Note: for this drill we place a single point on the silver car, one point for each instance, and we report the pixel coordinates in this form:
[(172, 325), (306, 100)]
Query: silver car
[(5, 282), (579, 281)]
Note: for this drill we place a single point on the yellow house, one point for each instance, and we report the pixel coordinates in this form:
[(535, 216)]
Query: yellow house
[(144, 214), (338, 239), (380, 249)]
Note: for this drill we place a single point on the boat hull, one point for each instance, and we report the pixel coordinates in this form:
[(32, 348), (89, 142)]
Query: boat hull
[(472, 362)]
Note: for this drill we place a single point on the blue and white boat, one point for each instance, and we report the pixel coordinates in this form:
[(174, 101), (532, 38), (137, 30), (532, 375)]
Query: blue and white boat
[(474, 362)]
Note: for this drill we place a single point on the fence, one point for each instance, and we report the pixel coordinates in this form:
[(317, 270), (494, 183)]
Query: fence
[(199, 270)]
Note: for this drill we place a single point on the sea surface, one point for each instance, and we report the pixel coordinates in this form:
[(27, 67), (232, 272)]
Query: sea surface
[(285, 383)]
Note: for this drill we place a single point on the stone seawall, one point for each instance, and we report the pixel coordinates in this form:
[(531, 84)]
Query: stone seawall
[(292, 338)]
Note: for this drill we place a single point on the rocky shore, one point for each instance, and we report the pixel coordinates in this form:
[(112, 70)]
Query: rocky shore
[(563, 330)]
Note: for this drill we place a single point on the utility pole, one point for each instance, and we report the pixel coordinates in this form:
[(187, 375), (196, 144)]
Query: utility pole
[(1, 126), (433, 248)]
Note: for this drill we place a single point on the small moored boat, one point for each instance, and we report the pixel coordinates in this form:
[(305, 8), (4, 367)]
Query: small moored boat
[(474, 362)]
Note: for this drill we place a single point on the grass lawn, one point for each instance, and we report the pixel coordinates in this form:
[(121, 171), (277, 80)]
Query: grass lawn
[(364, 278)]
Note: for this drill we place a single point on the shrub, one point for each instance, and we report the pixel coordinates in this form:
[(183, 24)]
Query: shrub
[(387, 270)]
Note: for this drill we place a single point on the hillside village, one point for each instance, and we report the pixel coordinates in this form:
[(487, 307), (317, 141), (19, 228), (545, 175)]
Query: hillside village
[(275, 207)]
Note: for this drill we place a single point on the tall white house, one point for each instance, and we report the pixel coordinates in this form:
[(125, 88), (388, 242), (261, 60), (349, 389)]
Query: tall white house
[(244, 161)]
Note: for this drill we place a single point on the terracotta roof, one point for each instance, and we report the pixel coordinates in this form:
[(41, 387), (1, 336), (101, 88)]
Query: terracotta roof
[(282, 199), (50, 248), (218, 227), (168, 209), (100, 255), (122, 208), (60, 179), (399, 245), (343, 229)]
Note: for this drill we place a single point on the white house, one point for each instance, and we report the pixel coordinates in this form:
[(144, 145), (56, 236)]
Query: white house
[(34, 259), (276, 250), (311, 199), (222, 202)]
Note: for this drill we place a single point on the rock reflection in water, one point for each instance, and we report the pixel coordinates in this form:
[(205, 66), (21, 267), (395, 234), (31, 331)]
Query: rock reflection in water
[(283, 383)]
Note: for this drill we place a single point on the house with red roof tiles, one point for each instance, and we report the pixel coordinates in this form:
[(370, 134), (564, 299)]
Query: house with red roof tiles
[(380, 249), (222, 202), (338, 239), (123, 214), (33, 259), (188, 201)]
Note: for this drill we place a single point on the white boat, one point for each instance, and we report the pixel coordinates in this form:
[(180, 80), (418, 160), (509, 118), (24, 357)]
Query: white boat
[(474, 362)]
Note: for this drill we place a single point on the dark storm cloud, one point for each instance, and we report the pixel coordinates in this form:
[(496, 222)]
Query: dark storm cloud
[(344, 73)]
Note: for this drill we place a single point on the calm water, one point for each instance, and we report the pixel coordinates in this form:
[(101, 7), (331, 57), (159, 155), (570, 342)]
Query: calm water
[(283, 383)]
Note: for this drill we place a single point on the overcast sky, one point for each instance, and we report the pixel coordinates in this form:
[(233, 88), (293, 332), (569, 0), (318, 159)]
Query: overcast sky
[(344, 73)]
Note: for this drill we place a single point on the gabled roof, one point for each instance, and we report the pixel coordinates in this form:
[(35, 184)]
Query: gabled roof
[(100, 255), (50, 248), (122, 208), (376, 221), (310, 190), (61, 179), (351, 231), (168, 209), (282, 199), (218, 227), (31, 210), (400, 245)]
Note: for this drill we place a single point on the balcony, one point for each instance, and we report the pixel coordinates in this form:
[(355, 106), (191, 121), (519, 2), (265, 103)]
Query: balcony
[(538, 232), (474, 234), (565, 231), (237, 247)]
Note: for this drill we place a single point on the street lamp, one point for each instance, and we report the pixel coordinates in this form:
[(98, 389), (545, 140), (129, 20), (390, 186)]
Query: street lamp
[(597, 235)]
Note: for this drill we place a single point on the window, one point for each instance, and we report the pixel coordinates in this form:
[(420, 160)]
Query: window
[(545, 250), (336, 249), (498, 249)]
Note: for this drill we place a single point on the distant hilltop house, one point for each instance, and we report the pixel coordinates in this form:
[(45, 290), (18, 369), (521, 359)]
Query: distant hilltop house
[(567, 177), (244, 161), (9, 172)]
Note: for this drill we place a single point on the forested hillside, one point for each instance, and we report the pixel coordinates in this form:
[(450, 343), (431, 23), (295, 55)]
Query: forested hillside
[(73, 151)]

**Your instructions**: Return exactly, and only, the lines above starting at the line that contains "[(183, 24)]" and ending at the line that contains "[(125, 88), (388, 242), (261, 60), (349, 389)]".

**Solution below**:
[(183, 24)]
Query: shrub
[(387, 270)]
Note: for this drill we place a single point on the hillside village, one point for each instance, and we report the pixel coordinates in this form:
[(487, 307), (317, 141), (19, 228), (545, 175)]
Query: hillside village
[(275, 207)]
Note: for this drill we place a single point on the tall white house, one point for each instance, and we report the pixel coordinates in this form:
[(125, 88), (388, 242), (261, 60), (349, 389)]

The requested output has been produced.